* _Work to be completed_
Exactly reproduce the lines from the line containing "pair like [439,273]." to the end of the data below, inclusive, and nothing else.

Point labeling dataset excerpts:
◆ ◆ ◆ ◆ ◆ ◆ ◆

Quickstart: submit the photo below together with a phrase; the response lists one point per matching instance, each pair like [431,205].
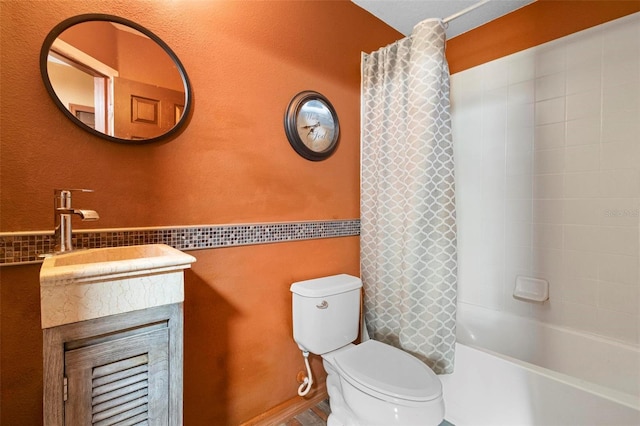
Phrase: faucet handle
[59,191]
[62,197]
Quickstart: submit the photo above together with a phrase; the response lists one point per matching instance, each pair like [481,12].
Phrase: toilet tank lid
[326,286]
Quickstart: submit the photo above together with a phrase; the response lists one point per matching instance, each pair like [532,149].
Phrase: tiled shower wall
[548,179]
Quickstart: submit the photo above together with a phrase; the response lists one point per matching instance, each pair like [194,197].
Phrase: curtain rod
[464,11]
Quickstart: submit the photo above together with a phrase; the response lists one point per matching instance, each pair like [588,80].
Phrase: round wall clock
[311,125]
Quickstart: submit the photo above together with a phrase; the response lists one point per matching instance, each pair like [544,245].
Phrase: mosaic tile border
[23,248]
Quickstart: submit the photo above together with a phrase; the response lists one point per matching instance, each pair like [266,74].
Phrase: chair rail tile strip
[26,247]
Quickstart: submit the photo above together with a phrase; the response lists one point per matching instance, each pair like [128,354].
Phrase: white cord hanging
[305,387]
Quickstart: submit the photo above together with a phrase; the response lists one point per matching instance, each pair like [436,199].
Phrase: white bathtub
[513,371]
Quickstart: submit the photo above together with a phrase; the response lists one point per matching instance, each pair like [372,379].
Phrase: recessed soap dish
[531,289]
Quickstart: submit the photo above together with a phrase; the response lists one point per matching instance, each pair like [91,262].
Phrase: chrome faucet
[62,212]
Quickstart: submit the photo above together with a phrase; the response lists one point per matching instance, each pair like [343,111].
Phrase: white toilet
[370,384]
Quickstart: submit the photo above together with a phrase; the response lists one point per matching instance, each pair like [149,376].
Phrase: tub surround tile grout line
[19,248]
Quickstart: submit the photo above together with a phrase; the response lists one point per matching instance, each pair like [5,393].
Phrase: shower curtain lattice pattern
[408,231]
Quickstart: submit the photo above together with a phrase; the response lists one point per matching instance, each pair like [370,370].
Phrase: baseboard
[282,412]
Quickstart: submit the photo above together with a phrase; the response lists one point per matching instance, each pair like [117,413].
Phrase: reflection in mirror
[115,79]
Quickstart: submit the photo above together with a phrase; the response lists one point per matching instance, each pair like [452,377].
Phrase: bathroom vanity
[112,324]
[126,366]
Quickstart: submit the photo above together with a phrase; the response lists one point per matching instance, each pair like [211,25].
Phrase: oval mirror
[115,79]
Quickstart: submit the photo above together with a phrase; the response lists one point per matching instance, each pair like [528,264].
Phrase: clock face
[315,125]
[311,125]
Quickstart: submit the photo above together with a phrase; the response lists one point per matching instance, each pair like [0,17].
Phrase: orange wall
[232,164]
[537,23]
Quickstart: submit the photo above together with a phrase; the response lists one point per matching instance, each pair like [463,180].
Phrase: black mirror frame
[67,23]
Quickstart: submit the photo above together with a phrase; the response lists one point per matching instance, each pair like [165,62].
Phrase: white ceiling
[403,15]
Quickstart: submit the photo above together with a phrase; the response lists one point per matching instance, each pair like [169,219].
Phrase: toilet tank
[326,312]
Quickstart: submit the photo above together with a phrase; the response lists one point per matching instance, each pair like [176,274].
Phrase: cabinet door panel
[119,382]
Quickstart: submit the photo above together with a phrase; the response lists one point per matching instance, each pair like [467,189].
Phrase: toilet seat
[388,373]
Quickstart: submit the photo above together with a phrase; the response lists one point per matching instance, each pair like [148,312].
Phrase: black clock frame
[291,126]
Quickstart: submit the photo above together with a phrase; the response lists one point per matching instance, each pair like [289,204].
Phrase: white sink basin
[87,284]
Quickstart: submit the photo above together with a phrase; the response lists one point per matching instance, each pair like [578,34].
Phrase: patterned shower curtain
[408,228]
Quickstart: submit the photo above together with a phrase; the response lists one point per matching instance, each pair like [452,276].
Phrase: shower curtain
[408,228]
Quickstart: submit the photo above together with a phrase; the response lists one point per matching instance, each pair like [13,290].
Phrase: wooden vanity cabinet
[124,366]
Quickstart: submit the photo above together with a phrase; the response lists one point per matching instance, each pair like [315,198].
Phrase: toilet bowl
[369,384]
[375,384]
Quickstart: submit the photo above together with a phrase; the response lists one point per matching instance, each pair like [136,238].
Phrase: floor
[317,416]
[314,416]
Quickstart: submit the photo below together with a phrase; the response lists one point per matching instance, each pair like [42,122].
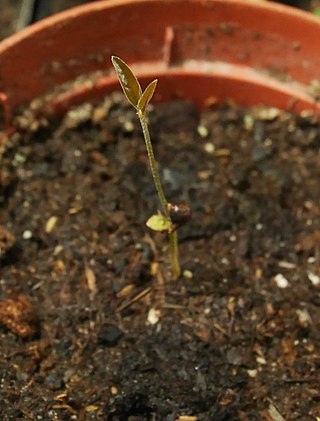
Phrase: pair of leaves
[131,87]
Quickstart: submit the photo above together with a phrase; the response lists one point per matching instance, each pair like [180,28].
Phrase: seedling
[172,215]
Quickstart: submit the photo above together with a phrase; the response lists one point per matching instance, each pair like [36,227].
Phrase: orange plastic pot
[251,51]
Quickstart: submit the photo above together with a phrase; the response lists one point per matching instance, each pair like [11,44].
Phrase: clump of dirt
[107,334]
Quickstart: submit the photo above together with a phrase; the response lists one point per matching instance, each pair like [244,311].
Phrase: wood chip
[18,316]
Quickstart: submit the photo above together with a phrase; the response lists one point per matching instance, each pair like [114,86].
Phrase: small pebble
[51,224]
[252,373]
[187,274]
[27,235]
[304,317]
[209,147]
[261,360]
[314,279]
[203,131]
[153,316]
[281,281]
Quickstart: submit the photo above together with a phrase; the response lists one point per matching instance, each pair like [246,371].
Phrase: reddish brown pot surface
[252,52]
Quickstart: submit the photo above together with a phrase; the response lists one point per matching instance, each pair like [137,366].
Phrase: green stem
[152,161]
[174,254]
[173,236]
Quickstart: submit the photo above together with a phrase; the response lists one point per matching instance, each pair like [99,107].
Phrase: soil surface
[92,326]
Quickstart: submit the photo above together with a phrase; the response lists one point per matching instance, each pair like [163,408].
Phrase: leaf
[159,222]
[129,83]
[146,96]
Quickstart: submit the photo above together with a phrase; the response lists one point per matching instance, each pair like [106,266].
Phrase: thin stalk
[173,236]
[174,254]
[152,161]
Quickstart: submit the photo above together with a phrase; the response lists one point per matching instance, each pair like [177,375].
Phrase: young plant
[173,215]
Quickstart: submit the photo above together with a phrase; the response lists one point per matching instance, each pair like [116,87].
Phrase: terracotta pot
[250,51]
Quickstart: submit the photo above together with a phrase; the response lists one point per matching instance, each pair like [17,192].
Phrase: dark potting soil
[92,325]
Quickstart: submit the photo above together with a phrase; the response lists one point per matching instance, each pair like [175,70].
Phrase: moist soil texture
[92,325]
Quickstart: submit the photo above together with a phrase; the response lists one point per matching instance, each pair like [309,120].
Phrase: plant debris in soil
[92,326]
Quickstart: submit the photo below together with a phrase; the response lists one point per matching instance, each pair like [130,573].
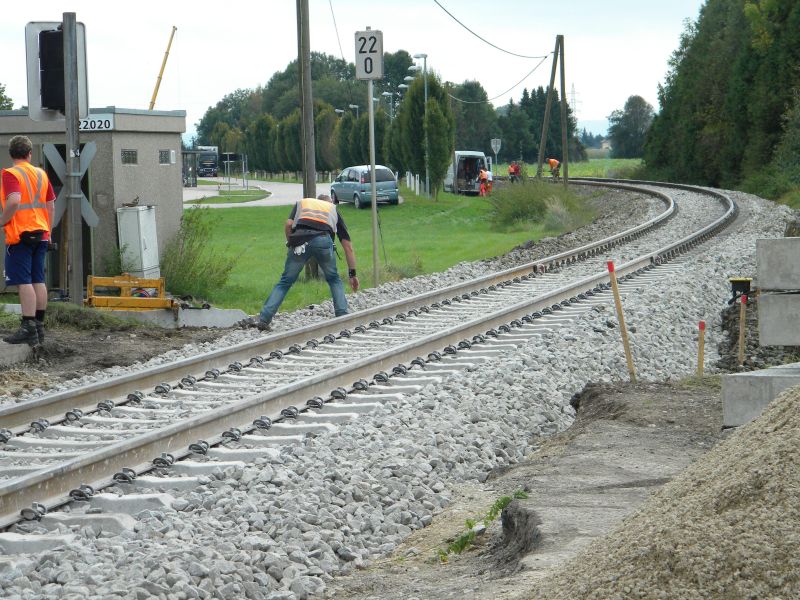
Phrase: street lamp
[390,96]
[424,58]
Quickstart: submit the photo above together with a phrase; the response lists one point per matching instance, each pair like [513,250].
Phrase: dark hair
[20,147]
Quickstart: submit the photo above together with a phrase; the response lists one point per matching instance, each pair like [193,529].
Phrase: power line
[539,64]
[483,39]
[336,29]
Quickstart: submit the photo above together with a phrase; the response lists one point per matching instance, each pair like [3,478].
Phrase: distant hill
[597,127]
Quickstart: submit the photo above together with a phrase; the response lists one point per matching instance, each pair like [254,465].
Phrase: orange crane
[163,64]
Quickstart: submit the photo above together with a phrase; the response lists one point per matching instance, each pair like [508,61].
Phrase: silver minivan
[354,184]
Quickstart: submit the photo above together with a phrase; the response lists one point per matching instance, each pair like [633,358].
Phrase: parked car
[354,185]
[464,178]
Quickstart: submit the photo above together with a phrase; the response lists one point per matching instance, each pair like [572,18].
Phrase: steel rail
[52,407]
[50,485]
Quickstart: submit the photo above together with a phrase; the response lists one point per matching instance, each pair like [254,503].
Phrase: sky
[613,49]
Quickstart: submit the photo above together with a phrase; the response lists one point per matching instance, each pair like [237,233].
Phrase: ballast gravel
[284,526]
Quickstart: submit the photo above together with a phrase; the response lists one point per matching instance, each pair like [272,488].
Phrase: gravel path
[281,529]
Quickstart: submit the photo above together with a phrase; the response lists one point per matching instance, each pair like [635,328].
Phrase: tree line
[730,104]
[264,122]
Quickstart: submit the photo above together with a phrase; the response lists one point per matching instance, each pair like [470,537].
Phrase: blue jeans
[320,248]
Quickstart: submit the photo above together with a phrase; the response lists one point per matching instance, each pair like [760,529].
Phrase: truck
[462,174]
[207,161]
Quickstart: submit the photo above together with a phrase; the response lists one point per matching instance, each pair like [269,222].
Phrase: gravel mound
[725,528]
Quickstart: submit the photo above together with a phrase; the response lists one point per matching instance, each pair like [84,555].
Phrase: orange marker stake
[701,348]
[621,318]
[742,319]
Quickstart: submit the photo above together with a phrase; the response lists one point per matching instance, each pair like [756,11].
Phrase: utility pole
[559,51]
[306,101]
[564,147]
[548,104]
[73,152]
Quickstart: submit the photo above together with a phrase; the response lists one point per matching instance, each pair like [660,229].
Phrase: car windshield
[382,175]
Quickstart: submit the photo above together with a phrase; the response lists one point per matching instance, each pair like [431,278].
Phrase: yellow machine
[135,293]
[163,64]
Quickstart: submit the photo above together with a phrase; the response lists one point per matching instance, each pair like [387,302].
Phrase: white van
[468,164]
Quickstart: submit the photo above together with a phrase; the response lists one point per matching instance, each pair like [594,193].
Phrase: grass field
[418,236]
[231,197]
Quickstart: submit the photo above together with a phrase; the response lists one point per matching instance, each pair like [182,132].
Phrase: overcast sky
[614,49]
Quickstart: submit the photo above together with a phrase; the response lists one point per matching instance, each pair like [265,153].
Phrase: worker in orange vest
[554,167]
[483,178]
[28,201]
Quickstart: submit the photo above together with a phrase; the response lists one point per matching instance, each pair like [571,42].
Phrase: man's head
[20,147]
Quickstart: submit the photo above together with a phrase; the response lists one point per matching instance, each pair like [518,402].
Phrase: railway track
[248,400]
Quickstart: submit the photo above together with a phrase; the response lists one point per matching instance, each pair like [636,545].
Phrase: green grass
[231,197]
[419,236]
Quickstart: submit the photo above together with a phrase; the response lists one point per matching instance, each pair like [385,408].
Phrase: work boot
[255,323]
[26,334]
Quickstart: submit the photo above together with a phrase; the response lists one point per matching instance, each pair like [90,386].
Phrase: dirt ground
[69,353]
[627,441]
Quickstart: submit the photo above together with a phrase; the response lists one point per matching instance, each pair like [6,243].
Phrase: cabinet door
[149,240]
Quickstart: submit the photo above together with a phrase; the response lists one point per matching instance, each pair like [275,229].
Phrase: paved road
[281,194]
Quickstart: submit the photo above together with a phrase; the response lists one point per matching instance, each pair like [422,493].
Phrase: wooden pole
[564,142]
[548,104]
[621,318]
[701,348]
[742,323]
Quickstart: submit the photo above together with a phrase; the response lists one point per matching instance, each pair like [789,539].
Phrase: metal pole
[564,146]
[425,113]
[306,105]
[373,185]
[73,153]
[548,104]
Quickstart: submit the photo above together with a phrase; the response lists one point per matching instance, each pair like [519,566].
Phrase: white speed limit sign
[369,54]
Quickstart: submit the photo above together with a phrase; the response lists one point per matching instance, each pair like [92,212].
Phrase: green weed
[190,265]
[467,539]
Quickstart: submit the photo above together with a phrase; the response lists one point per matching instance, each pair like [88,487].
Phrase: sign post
[495,149]
[369,67]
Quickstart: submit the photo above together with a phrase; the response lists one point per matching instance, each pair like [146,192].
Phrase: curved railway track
[243,401]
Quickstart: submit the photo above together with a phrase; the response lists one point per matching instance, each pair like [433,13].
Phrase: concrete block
[12,567]
[132,503]
[12,354]
[112,523]
[777,263]
[745,395]
[19,543]
[210,317]
[778,324]
[193,468]
[152,482]
[248,455]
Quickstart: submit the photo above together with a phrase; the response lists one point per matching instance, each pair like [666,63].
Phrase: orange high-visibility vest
[321,211]
[31,213]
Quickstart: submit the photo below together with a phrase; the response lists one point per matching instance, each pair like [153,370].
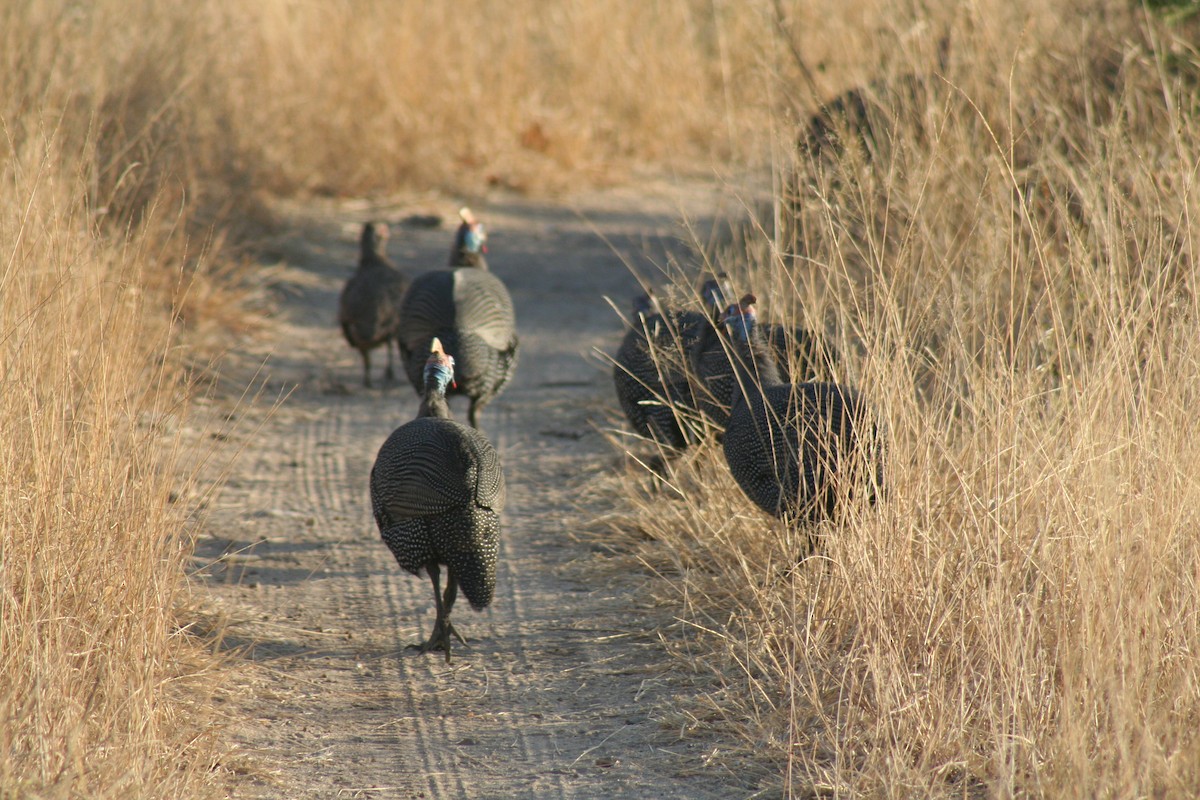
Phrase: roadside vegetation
[1008,259]
[1008,268]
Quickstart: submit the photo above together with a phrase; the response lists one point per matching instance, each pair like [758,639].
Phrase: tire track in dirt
[558,692]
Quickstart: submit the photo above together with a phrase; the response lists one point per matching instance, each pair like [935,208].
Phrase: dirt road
[565,689]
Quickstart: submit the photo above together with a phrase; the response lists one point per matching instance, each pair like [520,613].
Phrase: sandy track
[563,687]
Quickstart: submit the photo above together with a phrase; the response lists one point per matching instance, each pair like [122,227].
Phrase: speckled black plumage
[437,491]
[652,370]
[471,311]
[797,450]
[369,307]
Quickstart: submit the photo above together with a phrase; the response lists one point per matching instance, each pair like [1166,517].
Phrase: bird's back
[649,374]
[437,489]
[797,450]
[369,307]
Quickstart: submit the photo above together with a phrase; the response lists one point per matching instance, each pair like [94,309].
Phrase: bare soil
[567,689]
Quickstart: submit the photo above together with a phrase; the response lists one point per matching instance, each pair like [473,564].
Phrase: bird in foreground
[437,492]
[471,311]
[799,451]
[369,307]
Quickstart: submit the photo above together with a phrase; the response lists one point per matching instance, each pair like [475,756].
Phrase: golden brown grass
[1014,278]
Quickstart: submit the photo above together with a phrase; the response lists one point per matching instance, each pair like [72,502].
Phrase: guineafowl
[651,371]
[798,450]
[469,310]
[469,241]
[369,308]
[437,491]
[653,391]
[796,353]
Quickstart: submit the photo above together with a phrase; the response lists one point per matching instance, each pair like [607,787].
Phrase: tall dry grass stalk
[1009,263]
[101,691]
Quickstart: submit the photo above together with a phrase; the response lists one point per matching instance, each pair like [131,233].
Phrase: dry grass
[1013,274]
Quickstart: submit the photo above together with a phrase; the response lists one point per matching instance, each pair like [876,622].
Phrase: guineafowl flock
[801,449]
[798,445]
[437,486]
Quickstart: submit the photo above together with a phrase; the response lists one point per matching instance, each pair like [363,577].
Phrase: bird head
[472,235]
[742,317]
[438,368]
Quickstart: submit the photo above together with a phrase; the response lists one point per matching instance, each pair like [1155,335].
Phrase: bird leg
[389,374]
[439,639]
[366,367]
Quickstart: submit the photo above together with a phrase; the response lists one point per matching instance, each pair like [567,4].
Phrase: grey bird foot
[439,639]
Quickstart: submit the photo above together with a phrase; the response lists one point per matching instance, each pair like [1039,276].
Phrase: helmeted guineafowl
[799,450]
[651,386]
[469,310]
[801,354]
[369,307]
[437,491]
[469,241]
[651,371]
[796,353]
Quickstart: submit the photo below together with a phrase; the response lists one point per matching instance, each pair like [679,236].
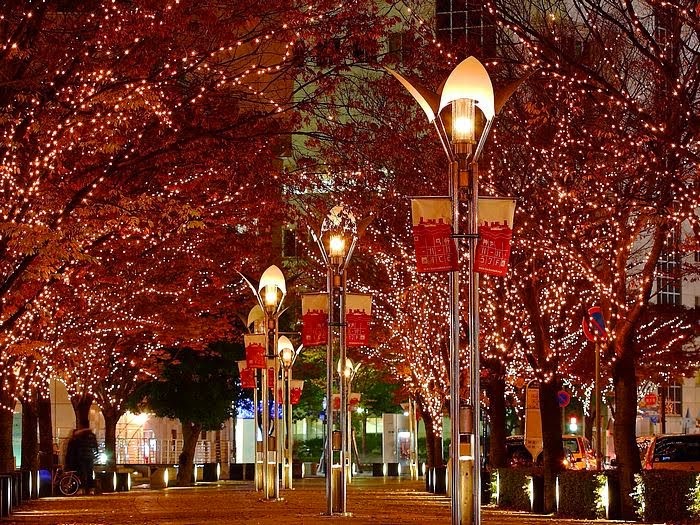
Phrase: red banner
[353,401]
[255,350]
[247,375]
[432,235]
[295,389]
[495,234]
[314,328]
[358,314]
[271,374]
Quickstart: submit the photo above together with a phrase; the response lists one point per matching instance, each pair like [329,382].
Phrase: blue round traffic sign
[563,398]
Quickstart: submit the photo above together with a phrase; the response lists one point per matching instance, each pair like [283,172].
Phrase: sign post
[594,330]
[533,420]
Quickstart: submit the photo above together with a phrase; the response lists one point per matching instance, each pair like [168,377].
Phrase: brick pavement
[370,500]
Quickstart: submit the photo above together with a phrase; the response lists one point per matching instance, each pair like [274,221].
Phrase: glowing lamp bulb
[337,246]
[286,356]
[463,121]
[270,296]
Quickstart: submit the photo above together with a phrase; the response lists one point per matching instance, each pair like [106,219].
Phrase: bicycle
[67,481]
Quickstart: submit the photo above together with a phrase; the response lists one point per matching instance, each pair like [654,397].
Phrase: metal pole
[475,388]
[266,423]
[343,397]
[329,395]
[290,430]
[283,424]
[455,478]
[275,397]
[256,420]
[598,429]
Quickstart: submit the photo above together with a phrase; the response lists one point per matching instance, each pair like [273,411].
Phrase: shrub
[580,494]
[667,495]
[512,486]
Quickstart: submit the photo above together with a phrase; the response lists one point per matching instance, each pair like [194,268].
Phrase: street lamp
[337,244]
[287,355]
[256,319]
[270,295]
[467,86]
[347,374]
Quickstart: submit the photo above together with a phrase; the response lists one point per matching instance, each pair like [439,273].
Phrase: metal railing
[167,451]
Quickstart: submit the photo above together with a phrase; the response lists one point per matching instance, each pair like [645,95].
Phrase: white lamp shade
[273,277]
[470,80]
[255,315]
[285,349]
[422,101]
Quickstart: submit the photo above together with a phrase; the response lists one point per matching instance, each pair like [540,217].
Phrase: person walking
[81,455]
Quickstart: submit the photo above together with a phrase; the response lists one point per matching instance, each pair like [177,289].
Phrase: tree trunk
[496,389]
[81,406]
[185,471]
[433,443]
[551,442]
[46,448]
[628,462]
[111,416]
[7,459]
[30,436]
[662,406]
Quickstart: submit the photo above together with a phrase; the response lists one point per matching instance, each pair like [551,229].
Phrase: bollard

◆ ◆ ◆ ◆ ◆ ◆ ◆

* _Answer to this problem_
Quickstart: submit the photo above together with a phrase; the response lists one point per matching instance, each pair like [439,273].
Phrase: metal railing
[167,451]
Quickstart: submit the photo above together with a phrase; the response lists one point per matching instance, each pair like [645,95].
Phrase: white lamp shade
[273,277]
[470,80]
[255,315]
[285,349]
[422,101]
Quickstart: submit the photo above together with a phrase; the response lists one point per matching instance, each pair like [540,217].
Phrase: person walking
[81,455]
Quickstart: submit the photo above together with a phrase; the response lists one point per matching instance, each pair like [177,289].
Phrase: tree trunk
[496,389]
[81,406]
[185,471]
[433,443]
[551,442]
[46,448]
[628,462]
[111,416]
[7,459]
[30,436]
[662,406]
Quickstart: submit the photo above together with a phrase; the response lists one point per matching instance, each pair like [551,229].
Phrase: bollard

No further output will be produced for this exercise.